RECORDS SHOWN
§ §
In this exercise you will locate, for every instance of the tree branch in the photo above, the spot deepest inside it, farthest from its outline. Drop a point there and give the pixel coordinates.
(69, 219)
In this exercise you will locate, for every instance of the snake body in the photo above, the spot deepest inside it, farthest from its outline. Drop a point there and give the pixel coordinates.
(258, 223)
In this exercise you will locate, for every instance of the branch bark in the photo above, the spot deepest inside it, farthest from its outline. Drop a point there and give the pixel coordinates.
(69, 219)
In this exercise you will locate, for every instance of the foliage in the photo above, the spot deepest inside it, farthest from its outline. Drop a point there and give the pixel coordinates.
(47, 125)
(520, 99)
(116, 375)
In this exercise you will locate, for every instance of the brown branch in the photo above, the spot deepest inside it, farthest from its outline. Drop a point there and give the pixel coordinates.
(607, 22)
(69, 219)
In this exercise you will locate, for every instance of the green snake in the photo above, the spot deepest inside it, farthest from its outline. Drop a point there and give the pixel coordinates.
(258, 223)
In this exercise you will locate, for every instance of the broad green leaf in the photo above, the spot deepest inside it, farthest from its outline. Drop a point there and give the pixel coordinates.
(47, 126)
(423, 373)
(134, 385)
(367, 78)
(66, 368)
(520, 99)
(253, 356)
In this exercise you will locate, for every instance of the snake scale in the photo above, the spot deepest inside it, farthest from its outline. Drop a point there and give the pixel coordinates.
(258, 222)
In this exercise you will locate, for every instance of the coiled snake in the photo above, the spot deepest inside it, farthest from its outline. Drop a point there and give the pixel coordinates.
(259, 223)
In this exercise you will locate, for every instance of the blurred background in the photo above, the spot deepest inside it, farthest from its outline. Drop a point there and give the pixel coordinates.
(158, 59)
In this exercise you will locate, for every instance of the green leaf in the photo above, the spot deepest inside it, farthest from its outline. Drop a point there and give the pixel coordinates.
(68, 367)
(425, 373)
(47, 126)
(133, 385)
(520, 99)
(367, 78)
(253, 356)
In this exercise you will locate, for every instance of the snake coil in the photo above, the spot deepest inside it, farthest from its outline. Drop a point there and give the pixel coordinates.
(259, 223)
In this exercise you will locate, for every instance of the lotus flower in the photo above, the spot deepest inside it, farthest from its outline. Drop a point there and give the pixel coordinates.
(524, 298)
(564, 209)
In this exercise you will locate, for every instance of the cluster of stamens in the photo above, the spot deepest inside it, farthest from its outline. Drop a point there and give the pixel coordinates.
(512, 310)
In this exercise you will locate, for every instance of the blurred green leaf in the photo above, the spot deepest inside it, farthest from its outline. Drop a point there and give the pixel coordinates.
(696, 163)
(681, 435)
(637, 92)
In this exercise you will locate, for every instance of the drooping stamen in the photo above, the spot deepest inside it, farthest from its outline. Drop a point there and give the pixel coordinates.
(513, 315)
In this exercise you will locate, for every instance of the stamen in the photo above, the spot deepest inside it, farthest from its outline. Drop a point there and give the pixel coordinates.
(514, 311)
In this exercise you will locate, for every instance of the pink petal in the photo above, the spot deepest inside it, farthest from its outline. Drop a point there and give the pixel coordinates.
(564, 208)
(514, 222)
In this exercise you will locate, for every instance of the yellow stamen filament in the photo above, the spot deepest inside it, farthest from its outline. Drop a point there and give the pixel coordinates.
§ §
TASK PROMPT
Recast every one of the items above as a numbered list, omitting any blank lines.

CORRECT RESULT
1. In this exercise you will locate, for every instance of the tree branch in the photo above, the spot deepest inside it, farthest from its outline. Drop a point there and give the pixel coordinates.
2. (69, 219)
3. In this exercise you will locate, for every instance of the snake body in the photo above, the spot deepest inside it, farthest from its outline. Drop a point there and give the pixel coordinates.
4. (258, 223)
5. In this exercise you will locate, for every instance of the branch bark in the photo above, the spot deepest inside it, farthest from its outline. Drop a point there and give the pixel coordinates.
6. (69, 219)
7. In this exercise you will locate, for every instance of the foliage in the photo above, the spot deepest inside it, farthest from its outline. Drop a point there and give the pixel coordinates.
8. (47, 125)
9. (520, 99)
10. (116, 375)
11. In this exercise you will locate, for every instance of the brown branch in the photo above, the spot deepest inside it, farthest from its outline. Drop a point there and give the pixel coordinates.
12. (607, 22)
13. (69, 219)
14. In this exercise you will locate, for every instance of the green snake in the photo above, the spot deepest inside it, farthest from its outline. Drop a point there and give the pixel coordinates.
15. (258, 223)
16. In this exercise you will locate, for every instance of the broad green leaf in the photo above, the spot deepest inside it, farthest from its outline. Drop a point there and give the pixel coordinates.
17. (47, 126)
18. (423, 373)
19. (134, 385)
20. (367, 78)
21. (66, 368)
22. (520, 99)
23. (253, 356)
24. In this exercise you will locate, for every instance of the snake scale in the photo above, the spot deepest inside it, farthest from its outline. Drop a point there and give the pixel coordinates.
25. (258, 222)
26. In this exercise you will locate, for every instance of the coiled snake in the photo above, the spot deepest inside it, farthest from its outline. Drop a point there and give the pixel coordinates.
27. (259, 223)
28. In this exercise you will locate, for every instance of the blurred background in the photo above, the spot deepest inside it, farthest from its outline. Drop a point there and give the pixel coordinates.
29. (158, 59)
30. In this exercise you will locate, for every instance of the green leaf in the photo above, the spot deepest inside it, farthest from its outline. Drop a point there and give the pixel coordinates.
31. (68, 367)
32. (425, 373)
33. (47, 126)
34. (133, 385)
35. (520, 99)
36. (367, 78)
37. (253, 356)
38. In this exercise you will locate, for every instance of the snake coil in the photo above, the spot deepest inside it, farthest from its outline. Drop a point there and give the pixel coordinates.
39. (259, 223)
40. In this exercise you will locate, for every instance of the lotus flower in the photo above, the spot deepest inside it, farthest from its outline. Drop a point there and give the pixel coordinates.
41. (524, 298)
42. (564, 209)
43. In this exercise you will locate, for every instance of the cluster of stamens in the photo above, the spot deepest inside it, farthest from its outline. Drop a point there and give the pixel coordinates.
44. (512, 310)
45. In this exercise you will locate, for every instance of the blurred green leaf in the photo above, the spot deepest inside it, farthest from its outline. Drop a point there and give the pixel coordinates.
46. (696, 163)
47. (681, 435)
48. (637, 92)
49. In this exercise you will locate, for every instance of the drooping stamen in the photo above, the spot deepest inside it, farthest from its outline. Drop a point there and give the pixel coordinates.
50. (513, 315)
51. In this exercise you will locate, for every instance of the stamen in the photo above, the spot deepest inside it, farthest from its outline. Drop a point there and give the pixel coordinates.
52. (514, 311)
53. In this exercise you will locate, for every instance of the pink petal in the photo above, the spot deepest inside it, farthest from its outline. Drop a point there and give the pixel coordinates.
54. (564, 208)
55. (514, 222)
56. In this exercise you will locate, for every instance of the yellow stamen filament in the photo above, the spot deepest inside it, farthest from its outline. Drop a point there and give the pixel coordinates.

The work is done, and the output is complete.